PASSAGE:

The facade or the facade class is the decisive struc­tur­ing unit of the facade pattern. In other words, its im­ple­men­ta­tion and prepa­ra­tion is the fun­da­men­tal task for de­vel­op­ers looking to simplify their complex software by using this handy design pattern. Once im­ple­ment­ed, the client objects com­mu­ni­cate with the facade class, which in this new system is the only instance on which the clients are directly dependent.

The following UML diagram il­lus­trates the in­ter­ac­tion of clients, facade, and sub-system classes according to the facade pattern.

Image: Facade pattern: UML class diagram
The number of four class packages in the UML diagram is exemplary – the­o­ret­i­cal­ly, any number of classes in the sub-system can be con­trolled via the facade class.

Facade pattern: ad­van­tages and dis­ad­van­tages

The ad­van­tages of the facade design pattern are obvious: The facade “hides” the un­der­ly­ing software sub-systems and thereby reduces the com­plex­i­ty of these systems. In addition, the approach promotes the principle of loose coupling. Due to the low degree of in­ter­de­pen­dence of the in­di­vid­ual com­po­nents, changes (mod­i­fi­ca­tions, main­te­nance) are con­ve­nient and possible at any time. Because of loose coupling a sub-system is easier to expand.

Note

If clients are dependent on direct access to certain classes of the sub-system, this can also be granted in the facade pattern model. In this case, only the vis­i­bil­i­ty of the sub-system needs to be pro­grammed so that a client can bypass the facade if necessary.

However, the use of the facade design pattern has some dis­ad­van­tages. Because of its central role, the im­ple­men­ta­tion of a facade is a tedious and com­pli­cat­ed task, es­pe­cial­ly if it has to be inserted into existing code. In general, the in­stal­la­tion of a facade interface requires an ad­di­tion­al in­di­rec­tion stage, that in turn increases computing time for method and function calls, memory access, etc. Finally, the facade pattern also harbors the risk that the software becomes too dependent on the central master interface.

Ad­van­tages Dis­ad­van­tages
Minimizes com­plex­i­ty of sub-systems Complex im­ple­men­ta­tion (es­pe­cial­ly with existing code)
Aids principle of loose coupling Approach is coupled to an ad­di­tion­al level of in­di­rec­tion
Software becomes more flexible and easily ex­pand­able High degree of de­pen­dence at facade interface

Typical use cases of the facade design pattern

The prop­er­ties of the facade design make it an in­ter­est­ing pattern for several ap­pli­ca­tion scenarios. Above all, there is the desire for a uniform interface to access complex sub-systems or any number of objects. A facade promises to simplify things here. That’s why the use of the facade pattern strategy should play a major role when planning a project.

Another typical ap­pli­ca­tion is software in which the de­pen­den­cy between clients and un­der­ly­ing sub­sys­tems is to be minimized.

GIVEN MATERIAL:
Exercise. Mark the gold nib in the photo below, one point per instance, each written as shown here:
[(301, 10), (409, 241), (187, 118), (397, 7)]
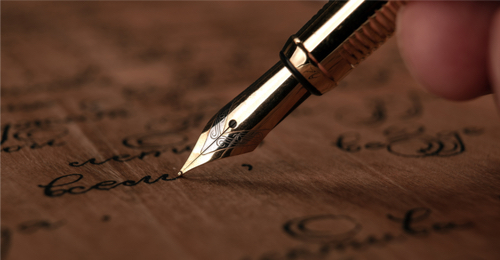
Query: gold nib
[(241, 125)]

EXERCISE A:
In two sentences, what does the text on the facade pattern say?
EXERCISE B:
What is the Spanish translation of this sentence from the text on the facade pattern: "In addition, the approach promotes the principle of loose coupling."?
EXERCISE C:
In the text on the facade pattern, what needs to be programmed so that a client can bypass the facade if necessary?

CORRECT OUTPUT A:
The facade pattern has client objects communicate only with a facade class that hides the underlying sub-systems, which reduces complexity and promotes loose coupling so the software is easier to change and expand. Its drawbacks are a tedious implementation, especially in existing code, an extra level of indirection that increases computing time, and a risk of heavy dependence on the facade interface, and it is typically used where a uniform interface to complex sub-systems is wanted or where dependency between clients and sub-systems should be minimized.

CORRECT OUTPUT B:
Además, el enfoque promueve el principio de acoplamiento débil.

CORRECT OUTPUT C:
Only the visibility of the sub-system.